[Dati di annotazione delle posizioni]

------------------------------------

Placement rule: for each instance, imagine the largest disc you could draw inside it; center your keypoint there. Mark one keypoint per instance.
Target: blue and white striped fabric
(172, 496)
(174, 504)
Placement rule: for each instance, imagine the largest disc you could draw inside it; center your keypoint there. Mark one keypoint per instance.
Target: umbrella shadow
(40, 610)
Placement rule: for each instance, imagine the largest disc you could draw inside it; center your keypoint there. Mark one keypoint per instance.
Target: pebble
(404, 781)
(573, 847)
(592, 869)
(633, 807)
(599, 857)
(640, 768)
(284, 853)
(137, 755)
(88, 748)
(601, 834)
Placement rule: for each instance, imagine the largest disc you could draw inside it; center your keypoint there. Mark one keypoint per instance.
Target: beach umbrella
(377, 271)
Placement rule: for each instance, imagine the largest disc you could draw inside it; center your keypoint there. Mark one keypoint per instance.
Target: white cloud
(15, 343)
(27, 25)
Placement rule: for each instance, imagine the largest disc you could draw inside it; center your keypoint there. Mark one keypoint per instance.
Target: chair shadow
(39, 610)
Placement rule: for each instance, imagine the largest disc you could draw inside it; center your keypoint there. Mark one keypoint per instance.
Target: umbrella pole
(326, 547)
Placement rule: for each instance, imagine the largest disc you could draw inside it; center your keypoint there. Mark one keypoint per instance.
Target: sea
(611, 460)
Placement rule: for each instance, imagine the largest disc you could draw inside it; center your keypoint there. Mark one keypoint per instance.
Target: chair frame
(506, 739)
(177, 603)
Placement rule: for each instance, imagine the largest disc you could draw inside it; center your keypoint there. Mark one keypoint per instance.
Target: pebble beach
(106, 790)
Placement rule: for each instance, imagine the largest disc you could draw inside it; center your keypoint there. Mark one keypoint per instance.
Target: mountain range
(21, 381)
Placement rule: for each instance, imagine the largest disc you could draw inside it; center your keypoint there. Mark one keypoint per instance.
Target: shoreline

------------------------------------

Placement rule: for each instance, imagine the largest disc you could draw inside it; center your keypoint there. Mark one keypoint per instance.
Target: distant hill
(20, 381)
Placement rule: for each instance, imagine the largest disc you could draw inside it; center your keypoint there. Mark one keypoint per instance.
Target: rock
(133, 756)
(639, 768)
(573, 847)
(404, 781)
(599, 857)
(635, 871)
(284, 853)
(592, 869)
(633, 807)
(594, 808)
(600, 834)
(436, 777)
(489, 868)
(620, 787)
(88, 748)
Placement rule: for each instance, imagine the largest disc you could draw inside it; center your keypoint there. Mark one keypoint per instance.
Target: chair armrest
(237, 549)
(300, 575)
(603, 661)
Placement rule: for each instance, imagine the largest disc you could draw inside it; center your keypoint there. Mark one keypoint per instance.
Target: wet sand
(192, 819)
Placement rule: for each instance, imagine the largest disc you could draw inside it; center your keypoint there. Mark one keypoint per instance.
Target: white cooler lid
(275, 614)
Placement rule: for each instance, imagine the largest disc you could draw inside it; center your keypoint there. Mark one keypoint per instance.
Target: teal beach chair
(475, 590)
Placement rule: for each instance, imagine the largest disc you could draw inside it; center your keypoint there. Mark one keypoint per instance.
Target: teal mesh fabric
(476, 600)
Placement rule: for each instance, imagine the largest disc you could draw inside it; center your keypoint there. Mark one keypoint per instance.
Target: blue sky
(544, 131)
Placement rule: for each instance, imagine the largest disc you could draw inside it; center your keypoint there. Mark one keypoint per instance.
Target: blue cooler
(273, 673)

------------------------------------

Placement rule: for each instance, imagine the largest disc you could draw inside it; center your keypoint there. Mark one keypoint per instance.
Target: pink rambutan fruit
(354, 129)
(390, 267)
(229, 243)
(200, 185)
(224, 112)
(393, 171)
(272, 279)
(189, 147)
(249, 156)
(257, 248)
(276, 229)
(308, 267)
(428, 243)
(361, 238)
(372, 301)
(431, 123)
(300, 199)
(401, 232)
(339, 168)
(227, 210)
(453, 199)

------------------------------------

Raccogli ogni riga dei dati in cui compare la stringa "umbrella". Maiuscole e minuscole contano.

Soluzione del problema →
Target: umbrella shadow
Target: beach umbrella
Target: umbrella pole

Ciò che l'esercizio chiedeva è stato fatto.